### Exercise instructions
From the entries below, pull out every line that contains the string "object" and copy each one in full, matching case exactly.

══════════

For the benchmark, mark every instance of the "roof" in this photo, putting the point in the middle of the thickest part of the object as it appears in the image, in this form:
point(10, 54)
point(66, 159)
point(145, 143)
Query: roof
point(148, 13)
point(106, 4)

══════════

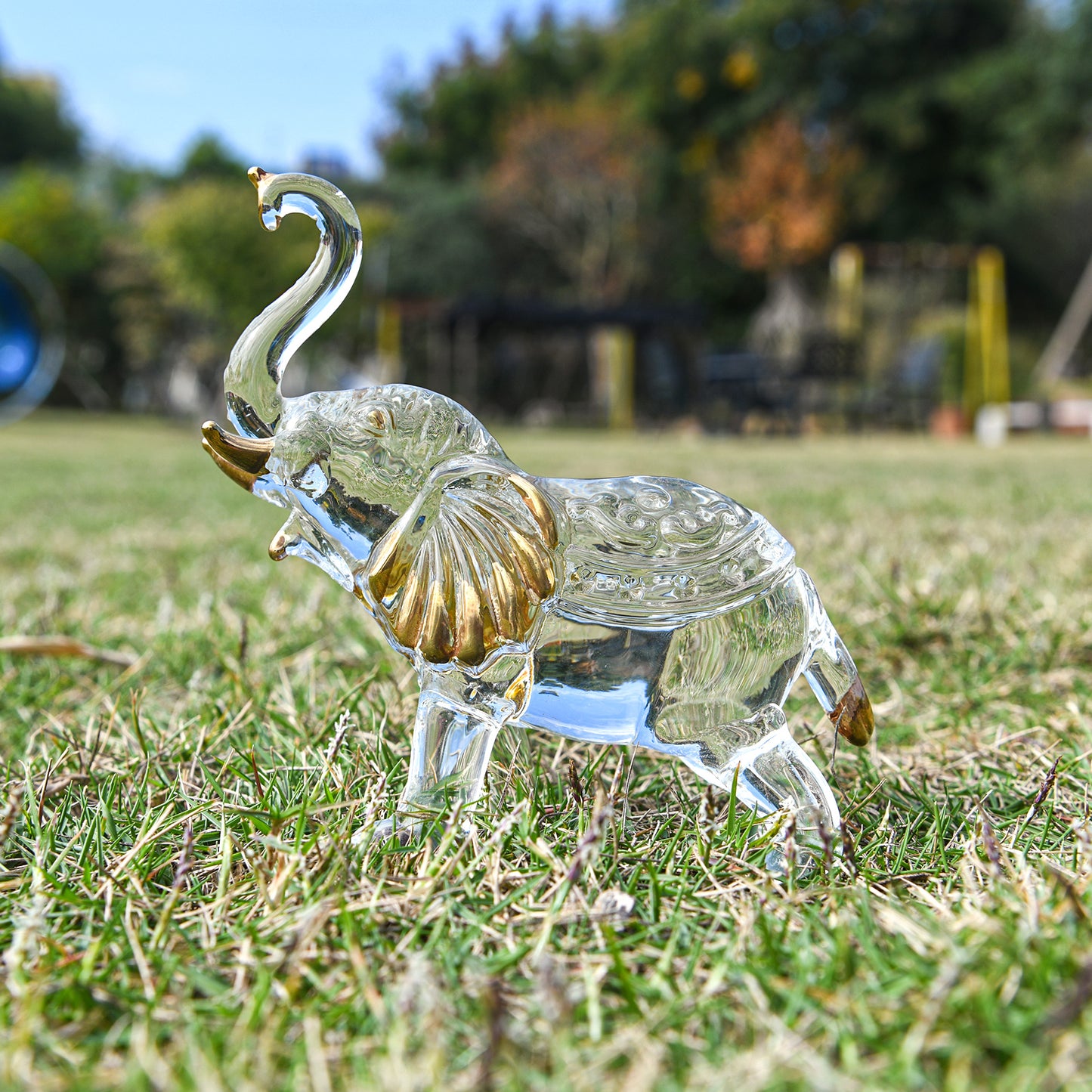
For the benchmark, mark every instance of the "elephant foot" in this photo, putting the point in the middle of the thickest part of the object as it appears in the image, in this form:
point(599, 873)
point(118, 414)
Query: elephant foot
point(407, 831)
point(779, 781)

══════════

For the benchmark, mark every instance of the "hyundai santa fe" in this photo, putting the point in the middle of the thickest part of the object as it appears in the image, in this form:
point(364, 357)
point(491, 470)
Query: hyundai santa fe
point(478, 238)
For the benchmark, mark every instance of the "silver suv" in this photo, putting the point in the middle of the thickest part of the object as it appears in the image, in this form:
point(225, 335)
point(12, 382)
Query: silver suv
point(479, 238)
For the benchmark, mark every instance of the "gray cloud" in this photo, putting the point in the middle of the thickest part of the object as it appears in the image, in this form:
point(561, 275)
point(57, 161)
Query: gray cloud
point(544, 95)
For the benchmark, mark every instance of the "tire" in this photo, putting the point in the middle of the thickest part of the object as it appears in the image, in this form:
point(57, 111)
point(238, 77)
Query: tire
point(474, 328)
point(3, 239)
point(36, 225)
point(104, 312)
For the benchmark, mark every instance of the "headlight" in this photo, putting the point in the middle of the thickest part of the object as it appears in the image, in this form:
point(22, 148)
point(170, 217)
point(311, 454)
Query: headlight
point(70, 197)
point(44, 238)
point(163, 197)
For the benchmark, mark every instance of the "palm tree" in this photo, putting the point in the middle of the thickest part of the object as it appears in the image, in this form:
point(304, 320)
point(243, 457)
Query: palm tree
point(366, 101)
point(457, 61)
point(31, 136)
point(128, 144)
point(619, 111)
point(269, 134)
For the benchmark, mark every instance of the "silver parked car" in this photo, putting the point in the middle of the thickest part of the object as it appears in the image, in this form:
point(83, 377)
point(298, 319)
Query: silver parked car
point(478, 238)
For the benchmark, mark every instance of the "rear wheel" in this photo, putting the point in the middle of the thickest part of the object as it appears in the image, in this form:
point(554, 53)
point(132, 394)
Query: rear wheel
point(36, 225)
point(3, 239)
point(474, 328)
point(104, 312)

══════════

### Written solution
For the benchmark, mark every instance of the "roof" in this photo, putting the point in the middle of the thickest part of the object as it appears in the image, in this form:
For the benchmark, mark every instance of the "elephant foot" in this photo, putting the point in the middle of the thickest part of the object as it appears in the image, in this form:
For the benchmark, mark every instance of the "hyundai santa fe" in this photo, putting the point in the middle of the thickest part of the object as it appears in the image, in this form:
For the benchmark, mark every instance of the "silver suv" in this photo, putting the point in the middle of the thickest part of the object as it appears in the image, in this form:
For the benchmark, mark every instance of the "gray cloud" in this photo, putting the point in the middle of the thickest part of the object as it appears in the image, in this form:
For the benchmark, mark every instance of the "tire" in this photo, putting the point in the middle of the thickest part of the object as it appears in the image, in this form:
For the benchmark, mark every instance of the "headlight" in this photo, putting the point in the middle of the thickest part of the object as it appears in the image, in this form:
For the benchmark, mark every instance of the "palm tree" in this photo, putting the point in the middle of the thickest part of the object as it appears in the image, in this form:
For the benchmark, mark every instance of the "silver parked car" in this photo, putting the point in the middle of the thickest part of the object as it appears in the image, in this form:
For the benchmark, mark every instance of the "rear wheel" in this photo, putting the point in the middle of the thickest part of the object as it appears in the image, in this form:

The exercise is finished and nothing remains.